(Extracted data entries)

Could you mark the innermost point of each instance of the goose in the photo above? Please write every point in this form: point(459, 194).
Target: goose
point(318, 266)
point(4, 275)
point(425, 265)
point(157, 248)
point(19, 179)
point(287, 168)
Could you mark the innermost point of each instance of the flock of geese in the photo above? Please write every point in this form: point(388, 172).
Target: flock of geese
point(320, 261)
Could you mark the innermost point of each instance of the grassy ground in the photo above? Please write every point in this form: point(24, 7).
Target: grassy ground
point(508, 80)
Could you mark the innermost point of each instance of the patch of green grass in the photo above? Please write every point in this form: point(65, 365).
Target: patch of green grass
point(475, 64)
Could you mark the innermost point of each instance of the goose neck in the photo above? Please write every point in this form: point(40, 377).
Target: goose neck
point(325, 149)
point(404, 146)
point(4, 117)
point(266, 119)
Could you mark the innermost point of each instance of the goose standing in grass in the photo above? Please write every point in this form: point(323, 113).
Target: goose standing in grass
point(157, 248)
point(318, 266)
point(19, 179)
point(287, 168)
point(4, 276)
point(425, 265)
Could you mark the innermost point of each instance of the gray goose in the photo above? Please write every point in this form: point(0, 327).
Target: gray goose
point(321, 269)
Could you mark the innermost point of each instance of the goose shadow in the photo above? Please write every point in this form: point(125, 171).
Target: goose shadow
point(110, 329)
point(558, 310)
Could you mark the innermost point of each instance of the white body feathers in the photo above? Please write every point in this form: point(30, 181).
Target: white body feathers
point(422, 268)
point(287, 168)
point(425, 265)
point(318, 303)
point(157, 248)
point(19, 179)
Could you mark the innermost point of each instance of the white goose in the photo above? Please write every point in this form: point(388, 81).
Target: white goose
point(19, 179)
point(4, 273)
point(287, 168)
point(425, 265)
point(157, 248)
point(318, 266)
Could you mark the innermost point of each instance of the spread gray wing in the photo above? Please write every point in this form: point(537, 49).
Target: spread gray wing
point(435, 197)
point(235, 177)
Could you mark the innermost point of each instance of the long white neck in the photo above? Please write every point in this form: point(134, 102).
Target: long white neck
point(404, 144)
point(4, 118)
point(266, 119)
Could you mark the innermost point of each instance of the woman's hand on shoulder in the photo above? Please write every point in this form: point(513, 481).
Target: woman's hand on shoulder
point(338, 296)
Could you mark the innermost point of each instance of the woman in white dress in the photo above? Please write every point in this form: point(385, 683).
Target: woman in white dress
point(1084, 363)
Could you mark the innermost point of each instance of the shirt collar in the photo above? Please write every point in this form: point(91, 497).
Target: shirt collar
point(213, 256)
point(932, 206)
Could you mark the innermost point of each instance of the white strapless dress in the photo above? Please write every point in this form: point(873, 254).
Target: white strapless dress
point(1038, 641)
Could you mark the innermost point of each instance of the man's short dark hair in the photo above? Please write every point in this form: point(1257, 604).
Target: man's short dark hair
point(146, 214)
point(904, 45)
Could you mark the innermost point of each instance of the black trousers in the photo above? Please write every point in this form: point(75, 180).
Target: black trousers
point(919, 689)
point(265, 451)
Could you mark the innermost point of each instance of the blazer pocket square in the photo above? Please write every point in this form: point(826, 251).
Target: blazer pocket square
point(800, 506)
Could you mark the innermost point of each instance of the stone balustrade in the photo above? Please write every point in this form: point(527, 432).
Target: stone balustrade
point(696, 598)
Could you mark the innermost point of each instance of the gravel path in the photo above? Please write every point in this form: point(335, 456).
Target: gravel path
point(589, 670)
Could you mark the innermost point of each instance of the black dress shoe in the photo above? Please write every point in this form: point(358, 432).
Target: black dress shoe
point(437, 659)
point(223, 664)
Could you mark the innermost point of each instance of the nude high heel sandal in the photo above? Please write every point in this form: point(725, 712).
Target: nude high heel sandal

- **SHORT EXERCISE**
Rewrite all the items above, swapping "innermost point" for "central point" wherever it appears and leaving everything else unchanged.

- **EXPECTED ANSWER**
Could you mark the central point of each instance of the goose in the photo above? Please write every point in this form: point(459, 194).
Target: goose
point(318, 266)
point(4, 275)
point(425, 265)
point(157, 248)
point(19, 179)
point(287, 168)
Could you mark the central point of each instance of the flock of geese in the photo above? Please write every point in this form: point(388, 172).
Target: flock of geese
point(320, 261)
Could you mark the central point of each instance of the grassy ground in the photo above? Please write every point in this form: point(24, 7).
Target: grassy ground
point(508, 80)
Could you mark the central point of each instance of the patch of green grass in the photo above? Please write every point in this form: point(65, 365).
Target: patch of green grass
point(475, 64)
Could you mark the central point of each instance of the goose neck in the photo above? Please write every point in this form: point(40, 377).
Target: goose neck
point(325, 149)
point(404, 146)
point(4, 117)
point(266, 119)
Could you mark the central point of each instance of the goose standing in grass in the photo above? Please write every point in this form: point(323, 113).
Target: goose standing in grass
point(157, 248)
point(318, 266)
point(19, 179)
point(287, 168)
point(4, 276)
point(425, 265)
Could you mark the central point of each instance of the gray goose in the photo above? Please write every point in this form: point(0, 327).
Target: gray goose
point(321, 269)
Could you mark the central point of each instance of the goose shadow in the photo above? Please write every point in this form: point(125, 171).
Target: goose shadow
point(110, 329)
point(558, 310)
Could you mark the central point of each instance of the white body feathers in the photo above? Please write every point in this form: point(30, 181).
Target: white body feathers
point(422, 268)
point(287, 168)
point(425, 265)
point(318, 303)
point(157, 248)
point(19, 179)
Could you mark the central point of each instance of the white goose in the photo above? Please write every point in this form: point(388, 81).
Target: white goose
point(19, 179)
point(4, 273)
point(287, 168)
point(425, 265)
point(157, 248)
point(318, 266)
Could you mark the central point of each instance of the spread gray wing in the photo above? Please write every point in this form: point(537, 49).
Target: spread gray wing
point(435, 197)
point(235, 177)
Could you mark the central point of each instance of the long white neck in the photo above? Please write every point in this form: point(134, 102).
Target: long white neck
point(404, 144)
point(4, 118)
point(266, 119)
Could you mark the central point of each instance of the woman's hand on shoulder in the photo above? Please write every point in this form: point(513, 481).
Target: woman's hand on shoulder
point(338, 296)
Could you mark the central point of each instance of the woman in white dress in the photo above? Please write every point in this form: point(385, 683).
Target: woman in white dress
point(1084, 363)
Could you mark the central point of each instance of the shirt collar in the photo above? Please write every point in this form: point(91, 497).
Target: shirt collar
point(213, 256)
point(932, 206)
Could you mark the central point of each instance of the white strapless dress in the photo above? Please write every point in this form: point(873, 254).
Target: white strapless dress
point(1038, 641)
Could you mark the central point of each instance of the man's short dark hair in the photo above? Please write every point in this form: point(1257, 604).
Target: man's short dark hair
point(146, 214)
point(904, 45)
Could you mark the central point of each instance of the black trousers in the photo above? Please write every point in this form: point(75, 180).
Target: black trousers
point(919, 689)
point(265, 451)
Could you mark the central point of each instance of the blazer pocket square in the photo above? Please write every point in this form: point(826, 251).
Target: blazer pocket square
point(800, 506)
Could you mark the central point of each instance of the stone balustrade in the photo above? Please write every point in this form: point(527, 432).
Target: stone balustrade
point(696, 598)
Could you mark the central point of each instance of the gravel path in the photo above? Please write every point in this form: point(335, 456).
Target: gravel path
point(589, 670)
Could you mark the central point of each instance of the black dress shoe in the photo above? Please write every point in this form: point(358, 432).
Target: black dress shoe
point(437, 659)
point(223, 664)
Could you mark the central point of each instance of the nude high heel sandal in the photo above? Please write every point in this form: point(725, 712).
Target: nude high heel sandal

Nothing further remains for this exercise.